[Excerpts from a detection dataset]
###

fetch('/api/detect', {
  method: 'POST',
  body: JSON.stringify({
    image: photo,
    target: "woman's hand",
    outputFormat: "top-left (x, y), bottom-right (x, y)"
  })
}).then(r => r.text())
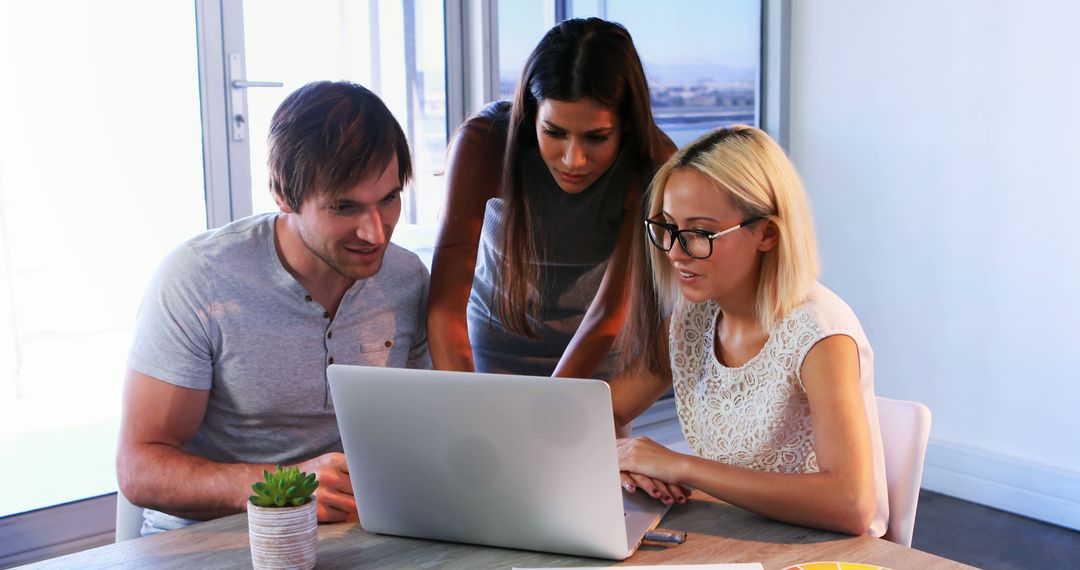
top-left (616, 437), bottom-right (690, 504)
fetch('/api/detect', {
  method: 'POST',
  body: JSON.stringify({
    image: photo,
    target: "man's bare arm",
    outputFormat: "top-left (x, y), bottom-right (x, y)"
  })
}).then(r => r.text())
top-left (117, 369), bottom-right (356, 521)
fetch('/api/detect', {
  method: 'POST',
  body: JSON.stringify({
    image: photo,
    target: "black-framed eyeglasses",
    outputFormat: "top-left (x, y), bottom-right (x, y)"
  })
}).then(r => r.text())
top-left (645, 216), bottom-right (765, 259)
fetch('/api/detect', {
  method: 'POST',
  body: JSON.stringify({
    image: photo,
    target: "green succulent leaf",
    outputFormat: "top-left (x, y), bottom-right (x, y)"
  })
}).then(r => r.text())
top-left (247, 465), bottom-right (319, 507)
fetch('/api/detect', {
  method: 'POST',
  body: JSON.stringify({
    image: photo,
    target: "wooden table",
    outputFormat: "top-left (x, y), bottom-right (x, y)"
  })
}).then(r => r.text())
top-left (25, 492), bottom-right (970, 570)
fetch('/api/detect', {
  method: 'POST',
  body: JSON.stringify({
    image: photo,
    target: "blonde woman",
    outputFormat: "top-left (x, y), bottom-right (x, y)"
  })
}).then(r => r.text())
top-left (611, 125), bottom-right (888, 537)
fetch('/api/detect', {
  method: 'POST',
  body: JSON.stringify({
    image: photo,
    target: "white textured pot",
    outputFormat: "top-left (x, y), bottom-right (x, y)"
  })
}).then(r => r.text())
top-left (247, 498), bottom-right (319, 570)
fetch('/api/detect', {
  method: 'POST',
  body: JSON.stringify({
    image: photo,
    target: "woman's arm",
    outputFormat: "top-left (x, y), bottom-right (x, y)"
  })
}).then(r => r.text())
top-left (552, 184), bottom-right (640, 378)
top-left (428, 119), bottom-right (505, 371)
top-left (619, 335), bottom-right (877, 534)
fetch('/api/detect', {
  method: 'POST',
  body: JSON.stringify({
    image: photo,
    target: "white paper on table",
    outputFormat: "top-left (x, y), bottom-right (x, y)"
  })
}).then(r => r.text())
top-left (514, 562), bottom-right (765, 570)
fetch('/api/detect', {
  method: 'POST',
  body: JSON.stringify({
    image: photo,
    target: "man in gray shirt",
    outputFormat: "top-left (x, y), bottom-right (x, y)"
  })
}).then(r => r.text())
top-left (117, 81), bottom-right (430, 533)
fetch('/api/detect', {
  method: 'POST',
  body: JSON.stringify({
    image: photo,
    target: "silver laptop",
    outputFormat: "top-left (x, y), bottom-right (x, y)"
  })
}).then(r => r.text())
top-left (326, 364), bottom-right (669, 560)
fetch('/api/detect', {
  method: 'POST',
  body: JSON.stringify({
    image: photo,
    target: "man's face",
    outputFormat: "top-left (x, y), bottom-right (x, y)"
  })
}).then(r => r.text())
top-left (283, 157), bottom-right (402, 280)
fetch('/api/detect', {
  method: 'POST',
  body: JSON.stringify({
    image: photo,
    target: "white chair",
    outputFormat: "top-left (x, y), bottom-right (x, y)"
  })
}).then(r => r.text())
top-left (117, 490), bottom-right (143, 542)
top-left (877, 396), bottom-right (930, 546)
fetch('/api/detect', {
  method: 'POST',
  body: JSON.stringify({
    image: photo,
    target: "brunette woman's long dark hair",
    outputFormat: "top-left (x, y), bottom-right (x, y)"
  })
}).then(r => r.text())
top-left (497, 18), bottom-right (670, 337)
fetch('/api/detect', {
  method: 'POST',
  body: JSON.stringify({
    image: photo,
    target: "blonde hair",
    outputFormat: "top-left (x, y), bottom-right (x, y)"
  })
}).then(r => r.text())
top-left (647, 125), bottom-right (821, 331)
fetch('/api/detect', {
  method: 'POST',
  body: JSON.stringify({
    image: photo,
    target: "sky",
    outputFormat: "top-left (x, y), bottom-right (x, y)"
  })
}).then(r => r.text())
top-left (499, 0), bottom-right (760, 80)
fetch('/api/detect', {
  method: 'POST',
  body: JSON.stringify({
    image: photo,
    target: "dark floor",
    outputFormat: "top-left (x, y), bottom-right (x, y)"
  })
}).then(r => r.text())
top-left (912, 489), bottom-right (1080, 570)
top-left (634, 418), bottom-right (1080, 570)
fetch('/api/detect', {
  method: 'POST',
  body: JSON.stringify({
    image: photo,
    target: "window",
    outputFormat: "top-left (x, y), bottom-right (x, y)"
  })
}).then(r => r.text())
top-left (243, 0), bottom-right (446, 266)
top-left (498, 0), bottom-right (761, 147)
top-left (0, 0), bottom-right (206, 516)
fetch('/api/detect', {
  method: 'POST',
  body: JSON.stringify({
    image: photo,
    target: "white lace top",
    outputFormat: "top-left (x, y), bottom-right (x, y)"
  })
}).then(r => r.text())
top-left (670, 284), bottom-right (889, 537)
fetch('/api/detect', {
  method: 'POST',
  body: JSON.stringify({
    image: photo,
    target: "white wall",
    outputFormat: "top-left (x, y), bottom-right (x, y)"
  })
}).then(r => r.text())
top-left (789, 0), bottom-right (1080, 528)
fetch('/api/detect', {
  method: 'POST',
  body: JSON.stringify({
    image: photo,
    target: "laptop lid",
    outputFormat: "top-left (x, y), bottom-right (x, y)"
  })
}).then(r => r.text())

###

** SHORT PROBLEM **
Locate every line in the items above that contains the word "woman", and copy each such line.

** CORRECT RESPONSE **
    target: "woman's hand",
    target: "blonde woman",
    target: "woman's arm",
    target: "brunette woman's long dark hair",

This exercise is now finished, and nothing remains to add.